[SUPPLIED PASSAGE]
---

The children's play room, one of the amenities the Speyers have added.  

As a general principle, the Speyers do not talk to the press. As a business-school student, Jerry had wanted to be a merchant banker. He abandoned finance for real estate, but his preference for the discreet exercise of power remained. Jerry served as chairman of the New York Federal Reserve, currently sits on the boards of Carnegie Hall and MoMA, and is a chair emeritus of Columbia. He was influential in Mayor Bloomberg’s campaign to seek a third term. Jerry’s power, to a large extent, is that many New Yorkers don’t know how powerful he really is.

In this regard, son has emulated father. While names like Trump and Kushner appear regularly in “Page Six,” Rob has preserved a low profile and is already burnishing his civic credentials, chairing the Mayor’s Fund to Advance New York City, for example. (It also helps that Steven Rubenstein, Rob’s publicist and close childhood friend, does an effective job of shielding him from reporters.) In November, Rob married Anne-Cecilie Engell, a beautiful 32-year-old Danish marketing director, in a small family ceremony at the couple’s Soho loft. The wedding was marked only by a brief announcement in the Times. Rob is different from his father in at least one way. Unlike Jerry, who has a paunch from one too many business lunches, Rob maintains a wiry frame from regular yoga workouts (“Defintely no fries,” he said as we ordered lunch). At one contract signing, he pulled out two cans of Red Bull.

---

[RECORD EXCERPTS]
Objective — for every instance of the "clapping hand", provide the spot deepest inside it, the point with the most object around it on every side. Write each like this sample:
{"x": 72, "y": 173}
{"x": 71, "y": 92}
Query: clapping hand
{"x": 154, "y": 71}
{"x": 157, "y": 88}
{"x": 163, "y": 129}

---

[WHAT THE EXERCISE ASKS]
Retype the passage about the Speyers above, between "In this regard, son" and "of Red Bull.", inclusive.

[EXERCISE ANSWER]
In this regard, son has emulated father. While names like Trump and Kushner appear regularly in “Page Six,” Rob has preserved a low profile and is already burnishing his civic credentials, chairing the Mayor’s Fund to Advance New York City, for example. (It also helps that Steven Rubenstein, Rob’s publicist and close childhood friend, does an effective job of shielding him from reporters.) In November, Rob married Anne-Cecilie Engell, a beautiful 32-year-old Danish marketing director, in a small family ceremony at the couple’s Soho loft. The wedding was marked only by a brief announcement in the Times. Rob is different from his father in at least one way. Unlike Jerry, who has a paunch from one too many business lunches, Rob maintains a wiry frame from regular yoga workouts (“Defintely no fries,” he said as we ordered lunch). At one contract signing, he pulled out two cans of Red Bull.